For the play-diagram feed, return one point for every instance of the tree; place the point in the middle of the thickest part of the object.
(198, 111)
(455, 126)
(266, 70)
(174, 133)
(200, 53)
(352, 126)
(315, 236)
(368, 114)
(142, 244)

++++++++++

OBJECTIVE:
All entries must be repeated verbatim.

SOLUTION FOR THIS EXERCISE:
For the play-diagram feed, return one point for every instance of the tree; place the point in the middle of the thickest part of the object.
(198, 111)
(455, 126)
(266, 70)
(174, 133)
(200, 53)
(352, 126)
(315, 236)
(368, 114)
(142, 244)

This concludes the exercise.